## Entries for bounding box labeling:

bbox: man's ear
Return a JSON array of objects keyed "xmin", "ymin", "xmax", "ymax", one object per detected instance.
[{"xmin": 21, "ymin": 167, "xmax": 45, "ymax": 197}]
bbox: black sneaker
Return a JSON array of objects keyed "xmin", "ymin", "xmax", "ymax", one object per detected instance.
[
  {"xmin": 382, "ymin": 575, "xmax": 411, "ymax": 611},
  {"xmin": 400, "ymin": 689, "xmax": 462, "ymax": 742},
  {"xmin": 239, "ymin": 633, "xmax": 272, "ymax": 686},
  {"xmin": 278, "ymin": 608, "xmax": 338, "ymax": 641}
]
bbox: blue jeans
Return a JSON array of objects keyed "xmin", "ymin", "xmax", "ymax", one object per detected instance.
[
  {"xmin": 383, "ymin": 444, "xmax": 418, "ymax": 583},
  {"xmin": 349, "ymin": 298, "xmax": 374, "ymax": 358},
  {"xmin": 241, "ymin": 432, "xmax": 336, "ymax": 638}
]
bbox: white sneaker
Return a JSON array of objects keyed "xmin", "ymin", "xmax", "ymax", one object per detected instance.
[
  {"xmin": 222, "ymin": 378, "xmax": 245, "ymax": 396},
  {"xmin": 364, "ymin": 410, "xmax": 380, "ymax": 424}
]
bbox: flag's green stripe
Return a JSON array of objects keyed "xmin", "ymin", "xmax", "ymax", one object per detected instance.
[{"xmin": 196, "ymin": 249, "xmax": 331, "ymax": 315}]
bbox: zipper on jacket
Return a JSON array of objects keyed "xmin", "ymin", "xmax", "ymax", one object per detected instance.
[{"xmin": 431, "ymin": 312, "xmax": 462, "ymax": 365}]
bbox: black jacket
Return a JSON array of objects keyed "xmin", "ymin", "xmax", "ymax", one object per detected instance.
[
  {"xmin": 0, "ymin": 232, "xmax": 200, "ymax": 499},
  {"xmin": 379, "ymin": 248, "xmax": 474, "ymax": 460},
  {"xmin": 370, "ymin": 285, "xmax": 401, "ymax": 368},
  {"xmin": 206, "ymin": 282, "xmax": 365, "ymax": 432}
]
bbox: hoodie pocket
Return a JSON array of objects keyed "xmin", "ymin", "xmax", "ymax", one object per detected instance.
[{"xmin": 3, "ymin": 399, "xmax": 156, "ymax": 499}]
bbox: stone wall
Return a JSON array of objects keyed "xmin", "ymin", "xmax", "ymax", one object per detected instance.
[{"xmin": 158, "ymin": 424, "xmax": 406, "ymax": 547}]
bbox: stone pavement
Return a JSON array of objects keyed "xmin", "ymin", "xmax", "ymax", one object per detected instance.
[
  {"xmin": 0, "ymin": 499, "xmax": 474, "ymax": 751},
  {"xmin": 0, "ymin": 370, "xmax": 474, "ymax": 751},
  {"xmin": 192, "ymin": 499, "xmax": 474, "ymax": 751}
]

...

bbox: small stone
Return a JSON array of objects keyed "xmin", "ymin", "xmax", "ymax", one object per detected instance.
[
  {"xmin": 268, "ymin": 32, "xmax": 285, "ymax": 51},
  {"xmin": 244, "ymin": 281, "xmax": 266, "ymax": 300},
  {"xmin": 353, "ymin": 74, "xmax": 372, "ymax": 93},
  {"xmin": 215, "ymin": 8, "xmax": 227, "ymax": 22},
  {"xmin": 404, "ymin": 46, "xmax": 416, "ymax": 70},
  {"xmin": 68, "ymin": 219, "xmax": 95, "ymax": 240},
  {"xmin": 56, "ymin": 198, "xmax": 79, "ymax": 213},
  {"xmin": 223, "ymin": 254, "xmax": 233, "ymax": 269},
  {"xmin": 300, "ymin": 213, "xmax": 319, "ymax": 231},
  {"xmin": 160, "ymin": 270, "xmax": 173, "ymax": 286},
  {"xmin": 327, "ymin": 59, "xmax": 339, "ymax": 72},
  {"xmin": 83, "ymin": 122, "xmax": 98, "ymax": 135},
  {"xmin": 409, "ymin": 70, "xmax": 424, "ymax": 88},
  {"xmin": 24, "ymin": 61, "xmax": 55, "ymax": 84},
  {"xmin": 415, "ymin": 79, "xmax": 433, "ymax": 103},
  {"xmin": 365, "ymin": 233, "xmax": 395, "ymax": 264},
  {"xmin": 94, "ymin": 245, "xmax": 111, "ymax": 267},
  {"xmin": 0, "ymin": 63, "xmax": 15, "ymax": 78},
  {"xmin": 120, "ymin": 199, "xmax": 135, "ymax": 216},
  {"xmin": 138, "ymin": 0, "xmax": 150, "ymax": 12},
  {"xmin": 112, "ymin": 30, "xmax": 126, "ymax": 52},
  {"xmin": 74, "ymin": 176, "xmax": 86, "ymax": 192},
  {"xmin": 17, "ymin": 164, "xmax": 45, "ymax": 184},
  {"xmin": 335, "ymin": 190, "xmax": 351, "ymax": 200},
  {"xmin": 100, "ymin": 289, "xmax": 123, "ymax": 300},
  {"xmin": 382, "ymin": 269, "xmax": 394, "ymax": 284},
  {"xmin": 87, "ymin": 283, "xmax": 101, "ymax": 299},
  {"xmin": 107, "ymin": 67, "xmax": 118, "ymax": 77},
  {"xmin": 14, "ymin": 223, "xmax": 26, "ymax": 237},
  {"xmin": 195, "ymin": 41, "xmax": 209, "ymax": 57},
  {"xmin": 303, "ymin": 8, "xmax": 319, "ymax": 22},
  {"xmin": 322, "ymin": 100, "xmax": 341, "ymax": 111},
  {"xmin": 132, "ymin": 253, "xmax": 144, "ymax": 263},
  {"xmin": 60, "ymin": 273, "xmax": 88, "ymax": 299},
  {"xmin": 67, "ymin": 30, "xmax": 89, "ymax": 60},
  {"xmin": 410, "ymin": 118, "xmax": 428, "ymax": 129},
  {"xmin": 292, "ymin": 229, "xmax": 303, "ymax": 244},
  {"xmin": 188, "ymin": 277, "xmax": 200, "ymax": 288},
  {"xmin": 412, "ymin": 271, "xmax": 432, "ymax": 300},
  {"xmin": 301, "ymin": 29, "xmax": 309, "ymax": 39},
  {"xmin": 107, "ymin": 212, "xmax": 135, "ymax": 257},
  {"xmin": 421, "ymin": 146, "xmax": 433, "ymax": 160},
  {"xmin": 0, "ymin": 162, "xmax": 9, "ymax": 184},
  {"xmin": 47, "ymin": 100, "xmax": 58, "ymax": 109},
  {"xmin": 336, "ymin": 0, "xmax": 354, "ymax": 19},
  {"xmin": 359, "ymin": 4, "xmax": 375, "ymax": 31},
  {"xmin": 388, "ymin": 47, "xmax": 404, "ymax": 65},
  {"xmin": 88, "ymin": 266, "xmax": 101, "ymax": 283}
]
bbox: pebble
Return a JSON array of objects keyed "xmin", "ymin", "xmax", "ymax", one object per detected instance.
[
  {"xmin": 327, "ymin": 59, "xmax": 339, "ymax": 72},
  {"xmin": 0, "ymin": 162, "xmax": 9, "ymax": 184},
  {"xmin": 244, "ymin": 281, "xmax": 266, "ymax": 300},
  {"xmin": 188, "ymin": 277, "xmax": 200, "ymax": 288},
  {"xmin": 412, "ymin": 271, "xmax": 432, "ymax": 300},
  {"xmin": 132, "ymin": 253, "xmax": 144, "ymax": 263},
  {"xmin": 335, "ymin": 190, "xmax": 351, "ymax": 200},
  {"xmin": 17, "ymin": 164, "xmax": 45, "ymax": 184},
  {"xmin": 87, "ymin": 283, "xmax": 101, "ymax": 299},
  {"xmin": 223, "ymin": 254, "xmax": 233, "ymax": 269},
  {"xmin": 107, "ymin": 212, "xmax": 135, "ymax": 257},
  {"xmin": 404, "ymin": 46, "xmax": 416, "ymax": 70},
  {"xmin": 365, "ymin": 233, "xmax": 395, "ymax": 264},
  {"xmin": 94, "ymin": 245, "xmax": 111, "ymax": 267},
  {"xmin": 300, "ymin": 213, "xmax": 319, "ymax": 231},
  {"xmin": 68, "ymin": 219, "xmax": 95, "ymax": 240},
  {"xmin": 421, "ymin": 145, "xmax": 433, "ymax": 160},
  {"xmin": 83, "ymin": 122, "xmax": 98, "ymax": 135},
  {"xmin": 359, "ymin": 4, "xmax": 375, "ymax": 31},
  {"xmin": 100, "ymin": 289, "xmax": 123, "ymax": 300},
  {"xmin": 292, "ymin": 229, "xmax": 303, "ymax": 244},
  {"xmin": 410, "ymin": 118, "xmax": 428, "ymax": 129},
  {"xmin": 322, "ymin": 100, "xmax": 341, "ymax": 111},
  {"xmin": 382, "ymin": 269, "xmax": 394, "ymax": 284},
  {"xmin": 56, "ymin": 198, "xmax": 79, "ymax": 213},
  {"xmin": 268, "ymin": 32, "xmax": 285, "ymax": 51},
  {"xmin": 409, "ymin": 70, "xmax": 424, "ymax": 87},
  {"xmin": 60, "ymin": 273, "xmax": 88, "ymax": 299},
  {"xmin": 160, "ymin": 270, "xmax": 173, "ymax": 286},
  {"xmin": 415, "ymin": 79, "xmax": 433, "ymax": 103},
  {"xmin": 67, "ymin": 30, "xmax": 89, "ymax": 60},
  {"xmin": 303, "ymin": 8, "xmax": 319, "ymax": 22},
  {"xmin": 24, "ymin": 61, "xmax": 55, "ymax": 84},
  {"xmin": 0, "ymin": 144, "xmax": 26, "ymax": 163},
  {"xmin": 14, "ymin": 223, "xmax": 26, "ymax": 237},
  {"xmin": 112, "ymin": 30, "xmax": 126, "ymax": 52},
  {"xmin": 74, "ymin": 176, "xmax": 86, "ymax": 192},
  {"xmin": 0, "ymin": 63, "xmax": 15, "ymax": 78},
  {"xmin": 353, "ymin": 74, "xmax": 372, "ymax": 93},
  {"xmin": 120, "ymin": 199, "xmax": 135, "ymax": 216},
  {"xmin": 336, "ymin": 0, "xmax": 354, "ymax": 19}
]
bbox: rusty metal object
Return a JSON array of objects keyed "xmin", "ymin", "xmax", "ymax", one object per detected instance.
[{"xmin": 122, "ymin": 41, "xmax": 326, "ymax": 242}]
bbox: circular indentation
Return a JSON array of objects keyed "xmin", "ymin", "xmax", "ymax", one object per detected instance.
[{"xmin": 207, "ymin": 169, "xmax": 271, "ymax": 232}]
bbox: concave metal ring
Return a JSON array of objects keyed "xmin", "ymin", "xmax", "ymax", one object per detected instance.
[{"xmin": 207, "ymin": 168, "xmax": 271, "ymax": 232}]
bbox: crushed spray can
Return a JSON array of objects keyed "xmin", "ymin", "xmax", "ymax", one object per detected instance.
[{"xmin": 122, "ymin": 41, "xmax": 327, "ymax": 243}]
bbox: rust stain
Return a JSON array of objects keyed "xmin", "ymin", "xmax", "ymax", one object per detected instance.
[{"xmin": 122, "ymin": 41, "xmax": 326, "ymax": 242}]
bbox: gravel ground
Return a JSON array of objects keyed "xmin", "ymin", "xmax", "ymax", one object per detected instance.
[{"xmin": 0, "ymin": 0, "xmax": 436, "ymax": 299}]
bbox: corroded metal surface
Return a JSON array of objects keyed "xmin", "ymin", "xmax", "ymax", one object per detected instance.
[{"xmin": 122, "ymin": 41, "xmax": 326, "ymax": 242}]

## PROBLEM DESCRIPTION:
Count the lines in the entries above that contain the word "jacket", and reply with only that number.

## SOLUTION TO THE PROBLEM:
2